About this exercise: Produce an exact transcription of every entry.

┌──

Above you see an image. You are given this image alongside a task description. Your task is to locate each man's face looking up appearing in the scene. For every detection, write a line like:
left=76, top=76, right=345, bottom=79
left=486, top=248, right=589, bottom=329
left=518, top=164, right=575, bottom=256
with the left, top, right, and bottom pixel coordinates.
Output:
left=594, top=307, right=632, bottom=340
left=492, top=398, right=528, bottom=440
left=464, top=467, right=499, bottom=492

└──

Answer section:
Above you see an image. You are given this image alongside a task description. Your task is to locate each man's face looking up appearing in the scene. For every detection, write a line like:
left=76, top=76, right=345, bottom=79
left=486, top=248, right=589, bottom=329
left=518, top=164, right=575, bottom=256
with the left, top, right, and bottom pixel coordinates.
Output:
left=594, top=307, right=632, bottom=340
left=492, top=398, right=528, bottom=440
left=464, top=467, right=499, bottom=492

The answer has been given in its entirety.